Source information START
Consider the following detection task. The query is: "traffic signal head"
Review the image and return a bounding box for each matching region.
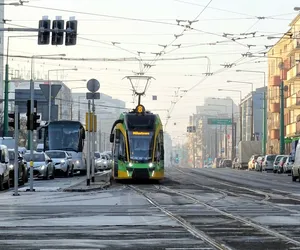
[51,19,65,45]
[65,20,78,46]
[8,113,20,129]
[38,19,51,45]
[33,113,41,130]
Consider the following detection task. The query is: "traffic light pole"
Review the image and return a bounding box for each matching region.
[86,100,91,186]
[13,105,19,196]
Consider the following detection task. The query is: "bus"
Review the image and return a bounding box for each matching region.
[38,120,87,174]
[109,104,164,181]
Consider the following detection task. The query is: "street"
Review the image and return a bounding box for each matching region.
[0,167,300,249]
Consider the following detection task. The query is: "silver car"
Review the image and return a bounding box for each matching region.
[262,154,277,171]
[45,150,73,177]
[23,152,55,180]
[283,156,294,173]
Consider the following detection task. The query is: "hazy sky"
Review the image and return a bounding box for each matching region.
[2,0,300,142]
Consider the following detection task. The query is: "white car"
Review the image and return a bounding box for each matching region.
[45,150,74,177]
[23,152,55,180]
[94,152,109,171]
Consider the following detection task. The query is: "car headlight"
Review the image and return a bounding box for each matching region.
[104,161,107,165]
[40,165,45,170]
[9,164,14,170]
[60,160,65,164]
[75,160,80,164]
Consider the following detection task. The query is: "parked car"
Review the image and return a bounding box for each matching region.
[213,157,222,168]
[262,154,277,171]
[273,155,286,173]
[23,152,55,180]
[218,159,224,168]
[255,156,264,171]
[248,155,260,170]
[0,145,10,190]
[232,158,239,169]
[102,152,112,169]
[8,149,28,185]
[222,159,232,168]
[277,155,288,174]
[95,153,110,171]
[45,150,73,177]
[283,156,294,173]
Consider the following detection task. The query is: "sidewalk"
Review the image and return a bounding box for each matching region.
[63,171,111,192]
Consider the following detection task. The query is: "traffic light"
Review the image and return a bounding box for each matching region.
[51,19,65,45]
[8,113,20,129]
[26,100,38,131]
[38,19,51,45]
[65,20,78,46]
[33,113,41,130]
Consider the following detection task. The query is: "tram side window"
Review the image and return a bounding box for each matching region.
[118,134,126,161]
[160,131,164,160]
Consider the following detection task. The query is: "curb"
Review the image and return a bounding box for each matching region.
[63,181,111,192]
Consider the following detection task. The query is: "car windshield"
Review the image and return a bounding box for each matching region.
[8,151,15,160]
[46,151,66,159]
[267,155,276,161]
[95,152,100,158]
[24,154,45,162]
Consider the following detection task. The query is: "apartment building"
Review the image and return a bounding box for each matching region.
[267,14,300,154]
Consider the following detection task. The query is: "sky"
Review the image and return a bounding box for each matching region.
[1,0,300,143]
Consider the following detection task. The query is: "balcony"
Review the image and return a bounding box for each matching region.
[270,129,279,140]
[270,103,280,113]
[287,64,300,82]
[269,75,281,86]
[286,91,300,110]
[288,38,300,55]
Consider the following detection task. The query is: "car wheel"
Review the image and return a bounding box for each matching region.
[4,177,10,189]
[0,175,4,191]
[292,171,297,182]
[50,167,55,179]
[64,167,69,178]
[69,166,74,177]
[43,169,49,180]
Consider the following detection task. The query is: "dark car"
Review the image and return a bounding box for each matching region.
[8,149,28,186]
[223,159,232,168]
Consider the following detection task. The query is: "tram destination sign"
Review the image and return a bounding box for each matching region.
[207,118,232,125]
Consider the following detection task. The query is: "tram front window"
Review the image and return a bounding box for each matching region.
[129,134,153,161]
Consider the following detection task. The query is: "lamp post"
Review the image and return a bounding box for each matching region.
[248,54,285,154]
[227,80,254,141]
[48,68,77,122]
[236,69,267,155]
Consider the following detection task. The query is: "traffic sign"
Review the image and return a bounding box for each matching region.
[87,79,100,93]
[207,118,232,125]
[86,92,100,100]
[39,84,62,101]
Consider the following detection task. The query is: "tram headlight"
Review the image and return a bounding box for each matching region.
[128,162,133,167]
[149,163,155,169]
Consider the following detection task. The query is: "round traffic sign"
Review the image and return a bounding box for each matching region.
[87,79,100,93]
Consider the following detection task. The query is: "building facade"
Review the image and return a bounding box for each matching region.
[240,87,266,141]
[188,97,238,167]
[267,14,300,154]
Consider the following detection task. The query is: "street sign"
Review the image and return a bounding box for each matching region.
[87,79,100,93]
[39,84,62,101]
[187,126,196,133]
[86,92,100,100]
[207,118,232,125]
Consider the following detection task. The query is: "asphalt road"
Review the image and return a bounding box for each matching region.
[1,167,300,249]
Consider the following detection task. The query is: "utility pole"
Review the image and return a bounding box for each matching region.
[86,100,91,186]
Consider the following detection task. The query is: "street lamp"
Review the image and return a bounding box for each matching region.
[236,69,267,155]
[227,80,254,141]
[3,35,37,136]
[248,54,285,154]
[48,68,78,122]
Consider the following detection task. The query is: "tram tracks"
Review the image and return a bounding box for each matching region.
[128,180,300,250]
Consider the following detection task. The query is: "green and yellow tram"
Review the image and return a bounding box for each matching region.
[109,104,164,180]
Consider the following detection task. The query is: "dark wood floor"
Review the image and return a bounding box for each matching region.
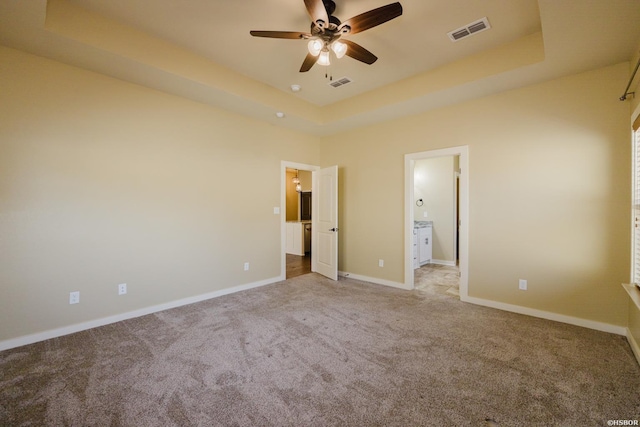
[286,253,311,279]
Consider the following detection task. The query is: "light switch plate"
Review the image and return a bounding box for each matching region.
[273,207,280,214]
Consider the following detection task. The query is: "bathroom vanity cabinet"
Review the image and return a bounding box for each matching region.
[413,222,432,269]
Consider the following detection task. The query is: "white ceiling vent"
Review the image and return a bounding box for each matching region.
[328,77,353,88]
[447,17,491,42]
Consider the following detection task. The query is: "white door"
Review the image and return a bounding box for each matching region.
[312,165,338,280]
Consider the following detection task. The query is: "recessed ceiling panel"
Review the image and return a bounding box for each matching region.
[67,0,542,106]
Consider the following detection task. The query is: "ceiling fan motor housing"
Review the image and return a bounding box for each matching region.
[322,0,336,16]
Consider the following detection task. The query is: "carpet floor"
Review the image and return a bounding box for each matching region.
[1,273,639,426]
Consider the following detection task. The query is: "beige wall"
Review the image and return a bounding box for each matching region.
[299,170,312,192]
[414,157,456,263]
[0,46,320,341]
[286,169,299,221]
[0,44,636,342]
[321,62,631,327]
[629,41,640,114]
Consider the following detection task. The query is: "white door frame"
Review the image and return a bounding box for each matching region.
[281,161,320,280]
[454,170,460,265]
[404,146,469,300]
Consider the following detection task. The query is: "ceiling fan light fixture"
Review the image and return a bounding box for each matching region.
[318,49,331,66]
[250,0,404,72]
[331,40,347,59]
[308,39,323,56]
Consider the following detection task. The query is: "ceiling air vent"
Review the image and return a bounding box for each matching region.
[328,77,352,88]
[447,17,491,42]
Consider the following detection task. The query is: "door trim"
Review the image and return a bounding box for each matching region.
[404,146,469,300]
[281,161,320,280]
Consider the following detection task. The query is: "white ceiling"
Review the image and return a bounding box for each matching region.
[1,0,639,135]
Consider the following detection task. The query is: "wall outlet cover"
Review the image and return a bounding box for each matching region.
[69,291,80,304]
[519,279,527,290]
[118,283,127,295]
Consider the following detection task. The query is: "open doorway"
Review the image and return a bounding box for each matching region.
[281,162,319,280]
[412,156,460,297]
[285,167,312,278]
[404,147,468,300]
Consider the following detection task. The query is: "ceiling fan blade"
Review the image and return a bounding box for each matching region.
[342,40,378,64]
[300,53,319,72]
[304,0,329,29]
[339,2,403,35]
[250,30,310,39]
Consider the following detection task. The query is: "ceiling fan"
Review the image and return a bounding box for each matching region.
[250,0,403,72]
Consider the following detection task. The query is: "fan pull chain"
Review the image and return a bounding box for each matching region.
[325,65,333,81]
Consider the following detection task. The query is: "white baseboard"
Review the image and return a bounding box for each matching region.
Source information END
Your answer should consist of each line above in which "floor" appears.

**Exercise solution:**
Consider the following detection task. The query is: "dark wood floor"
Consider the following detection task. The query is: "carpet floor"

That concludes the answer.